## Article
◆ ◆ ◆ ◆ ◆ ◆ ◆

Consider how it is that we perceive the continuity of any object over time. To examine this, the Belgian psychologist Michotte (1962; see also Bower 1974) showed people items that changed over time in various ways. When, for example, a blue triangle was covered up, and the cover was then removed to show a blue circle, most people watching the demonstration felt that the same object was present. It had merely changed shape from triangle to circle. If, however, a blue triangle was covered up and a red circle appeared when the cover was removed, most viewers thought the object itself had changed identity. As long as some proportion of the features of the object remain the same, it is possible to maintain the perception that it is the same thing. When features change beyond that proportion, there comes a point when it suddenly is something new. If we view personal identity in this way, we can see that a variety of small changes in perceived authorship could add up to a sudden sense that a whole new virtual agent is in place. Transitions as radical as multiple personality switches or spirit possessions may happen little by little at first, in moments of failing to remember what identity we currently possess. With more instances of action that are attributed to the new virtual agent, these small changes can develop over time into noteworthy transformations.

◆ ◆ ◆ ◆ ◆ ◆ ◆

## Dataset rows
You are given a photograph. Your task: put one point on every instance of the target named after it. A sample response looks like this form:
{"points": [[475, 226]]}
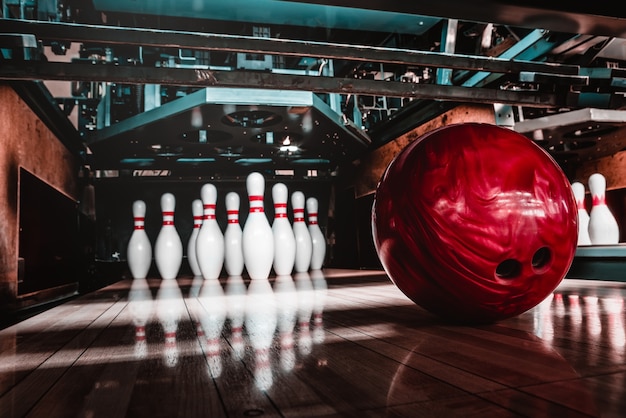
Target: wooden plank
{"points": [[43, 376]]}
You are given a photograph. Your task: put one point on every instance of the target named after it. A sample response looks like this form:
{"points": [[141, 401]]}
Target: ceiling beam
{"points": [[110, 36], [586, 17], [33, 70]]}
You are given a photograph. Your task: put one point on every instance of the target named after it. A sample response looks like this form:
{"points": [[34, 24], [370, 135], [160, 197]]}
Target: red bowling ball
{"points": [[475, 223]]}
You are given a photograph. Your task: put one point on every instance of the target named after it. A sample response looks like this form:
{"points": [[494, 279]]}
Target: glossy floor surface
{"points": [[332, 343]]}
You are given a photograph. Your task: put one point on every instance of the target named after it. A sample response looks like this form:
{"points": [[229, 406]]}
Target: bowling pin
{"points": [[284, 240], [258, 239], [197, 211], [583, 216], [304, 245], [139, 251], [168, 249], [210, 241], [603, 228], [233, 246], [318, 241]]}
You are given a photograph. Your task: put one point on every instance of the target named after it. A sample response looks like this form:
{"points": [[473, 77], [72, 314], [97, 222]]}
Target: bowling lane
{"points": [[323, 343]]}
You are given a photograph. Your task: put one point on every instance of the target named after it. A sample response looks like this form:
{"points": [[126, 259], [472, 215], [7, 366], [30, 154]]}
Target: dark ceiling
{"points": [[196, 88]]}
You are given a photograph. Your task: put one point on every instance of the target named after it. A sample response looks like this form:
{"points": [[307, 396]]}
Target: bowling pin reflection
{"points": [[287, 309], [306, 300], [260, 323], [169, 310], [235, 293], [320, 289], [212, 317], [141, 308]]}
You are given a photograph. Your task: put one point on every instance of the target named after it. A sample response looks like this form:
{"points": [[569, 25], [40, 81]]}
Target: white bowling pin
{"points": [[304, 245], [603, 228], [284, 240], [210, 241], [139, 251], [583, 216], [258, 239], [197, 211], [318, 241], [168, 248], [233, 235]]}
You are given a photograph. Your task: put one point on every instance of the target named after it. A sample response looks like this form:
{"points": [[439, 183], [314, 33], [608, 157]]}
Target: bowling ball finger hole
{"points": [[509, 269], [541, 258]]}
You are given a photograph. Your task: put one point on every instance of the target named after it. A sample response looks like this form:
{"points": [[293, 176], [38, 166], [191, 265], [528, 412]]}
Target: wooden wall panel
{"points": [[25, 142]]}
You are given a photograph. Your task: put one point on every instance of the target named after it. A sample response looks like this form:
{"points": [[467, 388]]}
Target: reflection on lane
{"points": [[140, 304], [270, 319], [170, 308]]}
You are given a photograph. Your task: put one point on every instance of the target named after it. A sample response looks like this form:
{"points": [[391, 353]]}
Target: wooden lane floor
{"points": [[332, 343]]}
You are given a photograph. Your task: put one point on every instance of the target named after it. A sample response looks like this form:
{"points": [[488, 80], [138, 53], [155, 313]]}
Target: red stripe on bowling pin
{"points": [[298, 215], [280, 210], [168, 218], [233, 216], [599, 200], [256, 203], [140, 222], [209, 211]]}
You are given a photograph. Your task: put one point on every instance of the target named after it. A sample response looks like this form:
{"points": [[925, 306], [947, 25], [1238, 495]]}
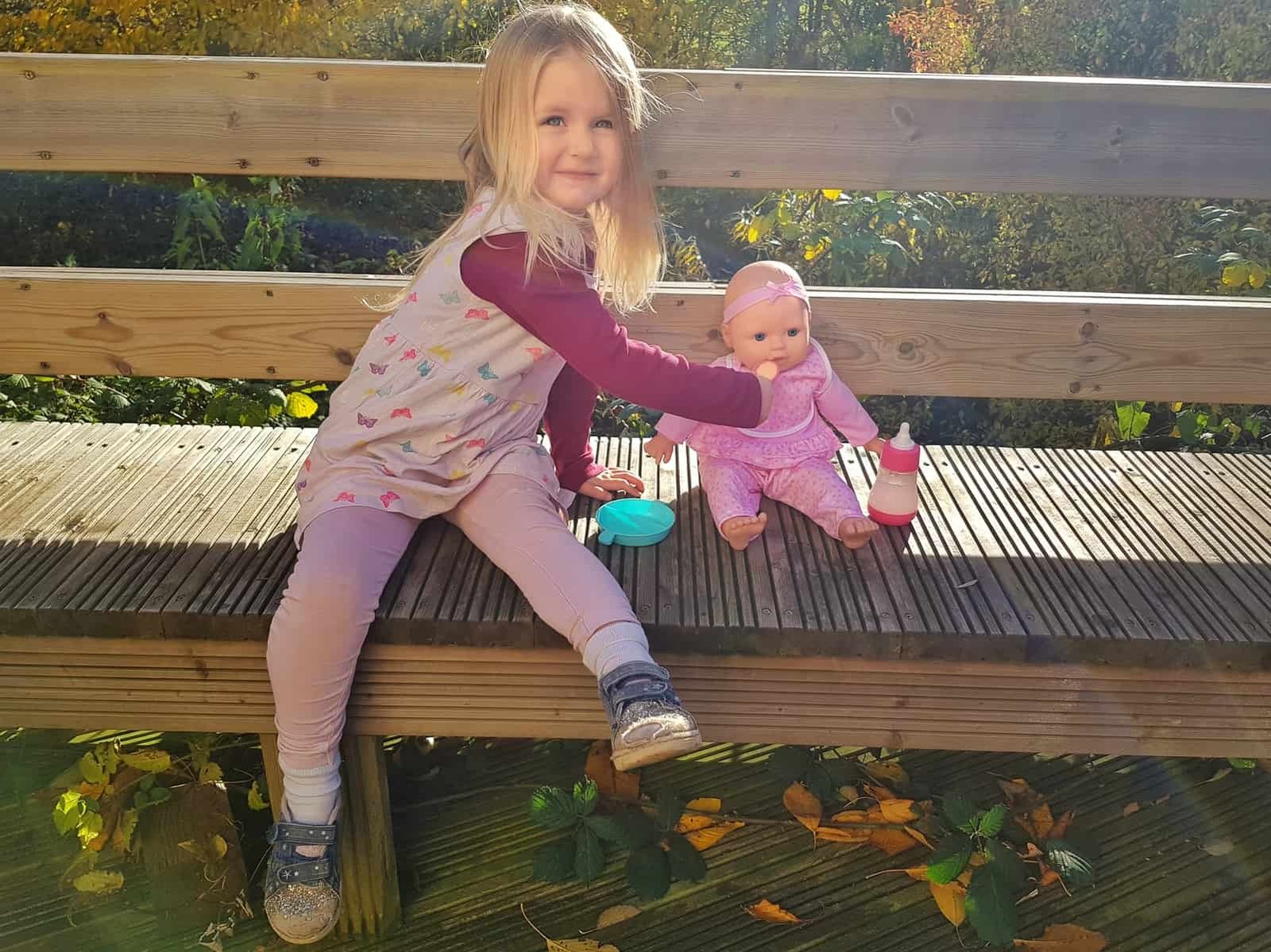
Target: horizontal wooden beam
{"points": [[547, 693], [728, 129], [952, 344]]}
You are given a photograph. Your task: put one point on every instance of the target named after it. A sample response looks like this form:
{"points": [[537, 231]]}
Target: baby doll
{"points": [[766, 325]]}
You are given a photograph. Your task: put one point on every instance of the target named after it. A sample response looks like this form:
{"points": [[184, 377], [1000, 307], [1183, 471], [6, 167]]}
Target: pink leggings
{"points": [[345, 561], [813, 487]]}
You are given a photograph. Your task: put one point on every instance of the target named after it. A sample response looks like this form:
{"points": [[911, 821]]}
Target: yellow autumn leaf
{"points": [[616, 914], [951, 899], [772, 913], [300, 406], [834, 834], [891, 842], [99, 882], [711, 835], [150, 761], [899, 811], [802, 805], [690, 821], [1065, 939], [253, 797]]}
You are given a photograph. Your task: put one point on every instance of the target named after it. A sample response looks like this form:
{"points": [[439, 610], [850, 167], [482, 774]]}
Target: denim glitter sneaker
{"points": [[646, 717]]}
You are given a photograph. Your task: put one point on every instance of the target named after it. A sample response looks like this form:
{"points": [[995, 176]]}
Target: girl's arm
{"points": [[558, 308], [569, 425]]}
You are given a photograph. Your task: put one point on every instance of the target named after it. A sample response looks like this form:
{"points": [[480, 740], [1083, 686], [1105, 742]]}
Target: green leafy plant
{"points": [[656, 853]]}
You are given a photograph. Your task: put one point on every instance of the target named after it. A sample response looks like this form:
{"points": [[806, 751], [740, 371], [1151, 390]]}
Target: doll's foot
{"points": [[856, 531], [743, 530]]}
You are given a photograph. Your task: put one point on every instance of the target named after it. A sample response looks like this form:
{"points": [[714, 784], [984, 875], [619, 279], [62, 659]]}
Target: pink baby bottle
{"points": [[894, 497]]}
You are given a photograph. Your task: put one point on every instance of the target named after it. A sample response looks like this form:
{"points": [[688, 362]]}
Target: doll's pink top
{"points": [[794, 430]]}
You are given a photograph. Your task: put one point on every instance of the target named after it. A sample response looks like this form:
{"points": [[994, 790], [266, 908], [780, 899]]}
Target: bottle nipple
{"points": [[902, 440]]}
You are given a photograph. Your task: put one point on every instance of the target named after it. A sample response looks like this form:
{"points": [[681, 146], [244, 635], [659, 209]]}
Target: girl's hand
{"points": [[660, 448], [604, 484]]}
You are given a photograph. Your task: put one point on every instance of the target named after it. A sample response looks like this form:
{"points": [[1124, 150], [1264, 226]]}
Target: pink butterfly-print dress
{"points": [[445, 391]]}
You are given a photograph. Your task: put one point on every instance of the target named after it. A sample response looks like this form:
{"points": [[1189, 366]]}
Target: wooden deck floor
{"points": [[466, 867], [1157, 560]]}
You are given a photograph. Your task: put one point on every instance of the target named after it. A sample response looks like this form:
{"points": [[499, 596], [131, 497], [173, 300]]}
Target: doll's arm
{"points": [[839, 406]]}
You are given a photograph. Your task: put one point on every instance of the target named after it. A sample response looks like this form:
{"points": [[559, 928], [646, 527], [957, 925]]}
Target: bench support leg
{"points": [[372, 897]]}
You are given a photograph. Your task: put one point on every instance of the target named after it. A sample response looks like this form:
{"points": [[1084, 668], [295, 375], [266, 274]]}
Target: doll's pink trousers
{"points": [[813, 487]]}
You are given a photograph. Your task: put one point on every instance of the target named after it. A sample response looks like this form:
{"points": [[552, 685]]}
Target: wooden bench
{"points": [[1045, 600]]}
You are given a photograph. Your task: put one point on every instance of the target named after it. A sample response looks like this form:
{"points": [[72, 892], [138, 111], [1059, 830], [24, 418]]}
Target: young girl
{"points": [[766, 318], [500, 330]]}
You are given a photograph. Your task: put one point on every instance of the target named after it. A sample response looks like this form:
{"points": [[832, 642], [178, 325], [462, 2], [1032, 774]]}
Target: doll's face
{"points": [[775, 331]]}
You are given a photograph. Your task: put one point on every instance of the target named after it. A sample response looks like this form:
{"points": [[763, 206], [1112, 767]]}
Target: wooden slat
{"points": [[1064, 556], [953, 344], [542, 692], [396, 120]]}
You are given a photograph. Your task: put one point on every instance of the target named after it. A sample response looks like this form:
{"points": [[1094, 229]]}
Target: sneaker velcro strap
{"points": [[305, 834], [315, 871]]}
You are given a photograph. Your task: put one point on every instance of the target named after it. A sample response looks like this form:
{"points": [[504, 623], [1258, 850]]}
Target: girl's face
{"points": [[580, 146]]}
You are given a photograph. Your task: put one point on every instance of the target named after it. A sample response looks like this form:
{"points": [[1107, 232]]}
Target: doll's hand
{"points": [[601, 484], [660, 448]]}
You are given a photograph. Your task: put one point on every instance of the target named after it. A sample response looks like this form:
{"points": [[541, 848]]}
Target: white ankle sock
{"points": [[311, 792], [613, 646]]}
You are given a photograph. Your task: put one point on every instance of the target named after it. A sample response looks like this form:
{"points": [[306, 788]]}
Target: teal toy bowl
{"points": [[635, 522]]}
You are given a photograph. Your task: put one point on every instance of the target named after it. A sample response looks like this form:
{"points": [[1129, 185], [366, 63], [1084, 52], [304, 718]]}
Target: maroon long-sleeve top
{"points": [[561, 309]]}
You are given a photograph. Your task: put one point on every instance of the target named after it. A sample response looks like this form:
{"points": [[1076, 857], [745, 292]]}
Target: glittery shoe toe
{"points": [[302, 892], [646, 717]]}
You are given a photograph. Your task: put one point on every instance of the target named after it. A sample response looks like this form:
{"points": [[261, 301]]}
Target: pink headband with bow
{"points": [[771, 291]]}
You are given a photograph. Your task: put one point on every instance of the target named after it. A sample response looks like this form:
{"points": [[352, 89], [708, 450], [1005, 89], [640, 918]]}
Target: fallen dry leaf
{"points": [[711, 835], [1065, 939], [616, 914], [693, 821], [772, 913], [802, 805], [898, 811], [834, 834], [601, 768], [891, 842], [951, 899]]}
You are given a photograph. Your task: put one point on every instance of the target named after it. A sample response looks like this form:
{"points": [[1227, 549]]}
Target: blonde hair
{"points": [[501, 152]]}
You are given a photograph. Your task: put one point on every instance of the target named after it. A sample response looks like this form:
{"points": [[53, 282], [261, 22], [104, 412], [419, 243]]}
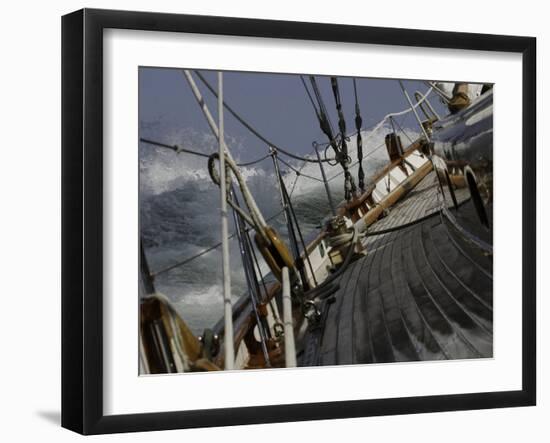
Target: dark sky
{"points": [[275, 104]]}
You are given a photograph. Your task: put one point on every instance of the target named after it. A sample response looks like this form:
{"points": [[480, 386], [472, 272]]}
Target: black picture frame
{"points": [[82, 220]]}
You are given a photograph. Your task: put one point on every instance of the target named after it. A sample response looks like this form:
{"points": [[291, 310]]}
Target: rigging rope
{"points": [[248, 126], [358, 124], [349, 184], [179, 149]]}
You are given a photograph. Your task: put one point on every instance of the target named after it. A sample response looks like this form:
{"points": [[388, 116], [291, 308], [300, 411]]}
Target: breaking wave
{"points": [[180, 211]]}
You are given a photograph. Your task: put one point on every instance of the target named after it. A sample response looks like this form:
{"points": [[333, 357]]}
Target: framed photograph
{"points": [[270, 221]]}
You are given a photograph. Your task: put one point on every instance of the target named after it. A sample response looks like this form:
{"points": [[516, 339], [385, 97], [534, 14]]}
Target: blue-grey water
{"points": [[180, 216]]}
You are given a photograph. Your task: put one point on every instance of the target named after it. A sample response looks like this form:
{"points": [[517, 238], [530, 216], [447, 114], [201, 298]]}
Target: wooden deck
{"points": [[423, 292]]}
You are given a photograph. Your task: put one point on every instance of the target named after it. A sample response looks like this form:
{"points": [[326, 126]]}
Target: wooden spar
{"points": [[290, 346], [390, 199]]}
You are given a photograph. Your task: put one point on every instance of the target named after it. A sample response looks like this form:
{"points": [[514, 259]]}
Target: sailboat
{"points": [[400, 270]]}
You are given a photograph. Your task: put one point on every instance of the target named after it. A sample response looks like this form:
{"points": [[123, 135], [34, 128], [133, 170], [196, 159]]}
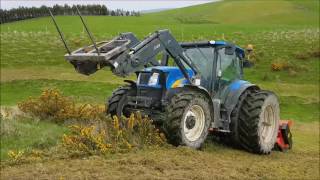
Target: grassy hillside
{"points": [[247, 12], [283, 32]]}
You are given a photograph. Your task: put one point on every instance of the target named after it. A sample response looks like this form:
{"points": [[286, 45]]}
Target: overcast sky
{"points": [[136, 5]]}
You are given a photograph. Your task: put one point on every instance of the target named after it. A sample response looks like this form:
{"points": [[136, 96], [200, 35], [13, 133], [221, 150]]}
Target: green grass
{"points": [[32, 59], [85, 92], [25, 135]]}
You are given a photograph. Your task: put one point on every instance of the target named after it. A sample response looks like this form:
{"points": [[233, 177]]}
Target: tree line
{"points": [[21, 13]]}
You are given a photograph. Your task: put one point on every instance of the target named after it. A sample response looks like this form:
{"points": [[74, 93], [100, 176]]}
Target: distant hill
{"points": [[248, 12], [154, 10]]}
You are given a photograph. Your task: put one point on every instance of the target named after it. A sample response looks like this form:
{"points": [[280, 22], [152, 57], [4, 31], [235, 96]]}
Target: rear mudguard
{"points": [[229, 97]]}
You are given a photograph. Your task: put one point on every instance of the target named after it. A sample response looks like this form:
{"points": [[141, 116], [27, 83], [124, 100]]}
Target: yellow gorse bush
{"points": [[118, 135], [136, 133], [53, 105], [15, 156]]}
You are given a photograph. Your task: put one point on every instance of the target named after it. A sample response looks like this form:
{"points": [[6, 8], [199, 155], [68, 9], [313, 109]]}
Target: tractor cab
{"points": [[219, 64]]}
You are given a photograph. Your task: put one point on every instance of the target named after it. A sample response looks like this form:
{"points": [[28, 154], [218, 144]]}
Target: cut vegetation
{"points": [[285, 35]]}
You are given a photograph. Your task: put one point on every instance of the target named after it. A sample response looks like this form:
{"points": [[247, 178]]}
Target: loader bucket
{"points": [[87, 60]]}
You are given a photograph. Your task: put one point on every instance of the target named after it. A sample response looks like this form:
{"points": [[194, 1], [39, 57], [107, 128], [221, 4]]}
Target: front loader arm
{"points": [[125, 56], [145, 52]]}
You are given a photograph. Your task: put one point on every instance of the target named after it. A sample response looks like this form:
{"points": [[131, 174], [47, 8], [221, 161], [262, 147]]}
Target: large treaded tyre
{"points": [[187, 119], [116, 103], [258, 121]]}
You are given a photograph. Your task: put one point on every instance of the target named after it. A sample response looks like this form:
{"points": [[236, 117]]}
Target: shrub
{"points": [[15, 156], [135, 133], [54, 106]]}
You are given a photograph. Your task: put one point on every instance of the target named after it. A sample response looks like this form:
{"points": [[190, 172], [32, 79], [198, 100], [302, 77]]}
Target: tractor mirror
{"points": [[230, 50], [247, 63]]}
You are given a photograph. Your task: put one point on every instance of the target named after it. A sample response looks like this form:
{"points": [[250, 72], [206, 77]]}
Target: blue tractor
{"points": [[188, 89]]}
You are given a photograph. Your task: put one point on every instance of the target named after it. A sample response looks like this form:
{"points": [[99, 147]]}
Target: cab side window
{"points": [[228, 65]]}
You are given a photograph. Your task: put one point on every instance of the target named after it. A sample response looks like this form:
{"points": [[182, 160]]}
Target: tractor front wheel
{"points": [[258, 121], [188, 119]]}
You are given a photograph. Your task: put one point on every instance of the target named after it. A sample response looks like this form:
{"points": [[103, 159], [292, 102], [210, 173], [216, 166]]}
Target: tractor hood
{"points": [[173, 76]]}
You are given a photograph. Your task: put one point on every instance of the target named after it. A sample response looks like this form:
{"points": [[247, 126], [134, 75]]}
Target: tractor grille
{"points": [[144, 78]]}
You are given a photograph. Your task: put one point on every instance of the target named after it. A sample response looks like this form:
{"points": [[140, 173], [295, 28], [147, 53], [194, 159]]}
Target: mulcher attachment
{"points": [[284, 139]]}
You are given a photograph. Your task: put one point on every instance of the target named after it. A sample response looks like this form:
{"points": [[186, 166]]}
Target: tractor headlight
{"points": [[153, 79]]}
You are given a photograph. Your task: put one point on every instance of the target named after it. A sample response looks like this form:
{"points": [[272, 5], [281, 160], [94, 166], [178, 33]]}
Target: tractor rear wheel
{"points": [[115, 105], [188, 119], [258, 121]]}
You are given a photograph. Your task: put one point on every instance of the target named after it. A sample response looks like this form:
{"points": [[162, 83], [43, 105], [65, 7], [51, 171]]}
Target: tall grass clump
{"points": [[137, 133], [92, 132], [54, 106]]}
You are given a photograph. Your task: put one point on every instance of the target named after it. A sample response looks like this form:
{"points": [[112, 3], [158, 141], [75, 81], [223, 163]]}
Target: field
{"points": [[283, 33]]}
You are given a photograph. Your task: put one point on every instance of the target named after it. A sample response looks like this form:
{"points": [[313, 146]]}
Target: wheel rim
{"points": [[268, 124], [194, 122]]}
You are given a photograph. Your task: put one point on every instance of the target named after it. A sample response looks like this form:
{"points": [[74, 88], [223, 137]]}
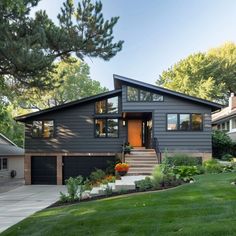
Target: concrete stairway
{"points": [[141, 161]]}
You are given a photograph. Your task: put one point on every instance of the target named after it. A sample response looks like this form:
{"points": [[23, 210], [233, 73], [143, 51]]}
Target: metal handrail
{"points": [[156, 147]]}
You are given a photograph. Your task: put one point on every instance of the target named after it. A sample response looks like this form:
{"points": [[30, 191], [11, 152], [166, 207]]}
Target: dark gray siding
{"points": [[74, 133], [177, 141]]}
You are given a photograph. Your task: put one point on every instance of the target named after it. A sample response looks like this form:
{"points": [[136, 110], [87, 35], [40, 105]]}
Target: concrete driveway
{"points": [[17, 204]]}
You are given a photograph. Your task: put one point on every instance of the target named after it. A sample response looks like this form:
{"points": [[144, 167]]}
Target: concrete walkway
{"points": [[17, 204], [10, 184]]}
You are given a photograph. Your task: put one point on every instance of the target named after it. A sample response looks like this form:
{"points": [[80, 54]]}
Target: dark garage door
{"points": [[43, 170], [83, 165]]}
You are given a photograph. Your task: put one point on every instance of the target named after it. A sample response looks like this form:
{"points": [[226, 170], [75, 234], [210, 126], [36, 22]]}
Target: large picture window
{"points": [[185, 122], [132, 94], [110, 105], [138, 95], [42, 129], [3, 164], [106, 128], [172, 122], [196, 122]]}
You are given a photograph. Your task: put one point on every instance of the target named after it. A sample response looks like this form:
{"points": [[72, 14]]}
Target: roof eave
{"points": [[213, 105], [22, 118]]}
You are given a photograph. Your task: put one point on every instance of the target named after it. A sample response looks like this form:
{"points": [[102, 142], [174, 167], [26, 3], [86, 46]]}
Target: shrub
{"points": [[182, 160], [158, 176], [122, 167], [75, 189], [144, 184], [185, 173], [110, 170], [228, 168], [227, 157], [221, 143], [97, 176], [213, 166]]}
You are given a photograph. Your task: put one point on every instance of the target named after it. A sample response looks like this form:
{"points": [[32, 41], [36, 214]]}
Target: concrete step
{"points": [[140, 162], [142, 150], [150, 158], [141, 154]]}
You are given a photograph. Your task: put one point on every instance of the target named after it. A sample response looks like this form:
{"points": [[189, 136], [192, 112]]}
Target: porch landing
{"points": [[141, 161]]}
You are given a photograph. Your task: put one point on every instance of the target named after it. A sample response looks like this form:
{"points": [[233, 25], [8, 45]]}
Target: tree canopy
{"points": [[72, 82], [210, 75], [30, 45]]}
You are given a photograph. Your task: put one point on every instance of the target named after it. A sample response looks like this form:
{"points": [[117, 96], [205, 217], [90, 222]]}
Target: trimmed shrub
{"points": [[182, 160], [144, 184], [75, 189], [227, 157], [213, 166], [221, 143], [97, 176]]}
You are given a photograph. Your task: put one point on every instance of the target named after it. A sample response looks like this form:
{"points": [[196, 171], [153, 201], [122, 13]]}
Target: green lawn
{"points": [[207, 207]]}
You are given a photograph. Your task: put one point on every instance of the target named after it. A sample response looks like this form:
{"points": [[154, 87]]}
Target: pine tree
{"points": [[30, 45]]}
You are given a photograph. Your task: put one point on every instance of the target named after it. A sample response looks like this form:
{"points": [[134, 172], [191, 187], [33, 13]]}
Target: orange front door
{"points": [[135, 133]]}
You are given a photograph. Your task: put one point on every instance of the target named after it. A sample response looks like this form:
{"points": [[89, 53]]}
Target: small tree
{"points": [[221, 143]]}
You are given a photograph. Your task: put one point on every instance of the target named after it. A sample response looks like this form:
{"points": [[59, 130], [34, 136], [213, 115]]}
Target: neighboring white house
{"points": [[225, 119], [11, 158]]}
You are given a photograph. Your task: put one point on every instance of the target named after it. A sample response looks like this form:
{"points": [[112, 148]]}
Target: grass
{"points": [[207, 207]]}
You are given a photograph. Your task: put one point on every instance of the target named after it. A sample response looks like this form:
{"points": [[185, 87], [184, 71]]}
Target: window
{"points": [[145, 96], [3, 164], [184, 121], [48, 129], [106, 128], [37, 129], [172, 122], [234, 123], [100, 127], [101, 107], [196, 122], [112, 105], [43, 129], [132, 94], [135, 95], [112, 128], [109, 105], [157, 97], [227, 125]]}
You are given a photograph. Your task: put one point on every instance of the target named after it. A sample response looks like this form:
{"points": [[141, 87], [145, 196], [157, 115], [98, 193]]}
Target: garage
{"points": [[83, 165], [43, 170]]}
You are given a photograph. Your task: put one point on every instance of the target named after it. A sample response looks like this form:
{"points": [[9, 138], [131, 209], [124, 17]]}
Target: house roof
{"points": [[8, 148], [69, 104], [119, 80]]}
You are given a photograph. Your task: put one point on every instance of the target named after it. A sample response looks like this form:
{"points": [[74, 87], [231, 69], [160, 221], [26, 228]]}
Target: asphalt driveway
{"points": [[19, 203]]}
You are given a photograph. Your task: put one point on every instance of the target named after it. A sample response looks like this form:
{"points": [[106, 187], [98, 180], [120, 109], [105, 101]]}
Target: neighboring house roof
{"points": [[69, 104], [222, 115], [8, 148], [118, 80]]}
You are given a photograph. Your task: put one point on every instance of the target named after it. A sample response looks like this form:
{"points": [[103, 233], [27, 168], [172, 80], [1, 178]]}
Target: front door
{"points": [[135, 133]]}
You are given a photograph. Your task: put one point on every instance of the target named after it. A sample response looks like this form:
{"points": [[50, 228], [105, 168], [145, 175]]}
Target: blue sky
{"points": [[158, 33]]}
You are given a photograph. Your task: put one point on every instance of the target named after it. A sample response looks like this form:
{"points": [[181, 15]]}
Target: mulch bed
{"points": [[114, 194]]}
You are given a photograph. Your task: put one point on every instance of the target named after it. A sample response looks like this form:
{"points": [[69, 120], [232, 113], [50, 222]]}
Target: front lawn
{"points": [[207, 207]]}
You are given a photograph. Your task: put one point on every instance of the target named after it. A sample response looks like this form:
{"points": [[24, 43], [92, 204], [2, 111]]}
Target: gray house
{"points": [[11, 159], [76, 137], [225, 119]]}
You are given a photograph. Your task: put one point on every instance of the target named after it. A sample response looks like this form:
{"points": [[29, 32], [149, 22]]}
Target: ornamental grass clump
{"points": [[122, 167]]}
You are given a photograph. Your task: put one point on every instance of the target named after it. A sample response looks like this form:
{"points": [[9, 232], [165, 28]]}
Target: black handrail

◆ ◆ ◆ ◆ ◆ ◆ ◆

## Written request 1
In the passage on perceived identity, what did most viewers conclude when a covered blue triangle was replaced by a red circle?
## Written request 2
Continue the passage on perceived identity, starting after its last sentence.
The material plays no part in what comes next.

## Expected output 1
They thought the object itself had changed identity.

## Expected output 2
In the overall ebb and flow of events and memories, it is a major achievement for our memory systems to keep track of who we are as well as they do. How, then, does memory for identity keep us in one virtual agent at a time? The process of remembering thoughts and actions must carry on by allocating the body’s acts to particular agents, in line with the perception of the source of thoughts. This process will seek a virtual agent to account for each thought-action unit, and will accumulate as an identity those thought-action units ascribed to the same source. One key function of this system, then, is to create a “home agent,” a virtual agent that is perceived as the source of present thoughts and actions. This is the place thoughts and actions are perceived to be coming from—the subjective self, the agent one inhabits. The feeling of conscious will for actions occurs to this agent, and perception of this agent’s thoughts is used to predict the body’s current actions. Actions that don’t follow from those thoughts will be collected as inconsistent and may eventually lead to the postulation of another agent to whom they can be ascribed.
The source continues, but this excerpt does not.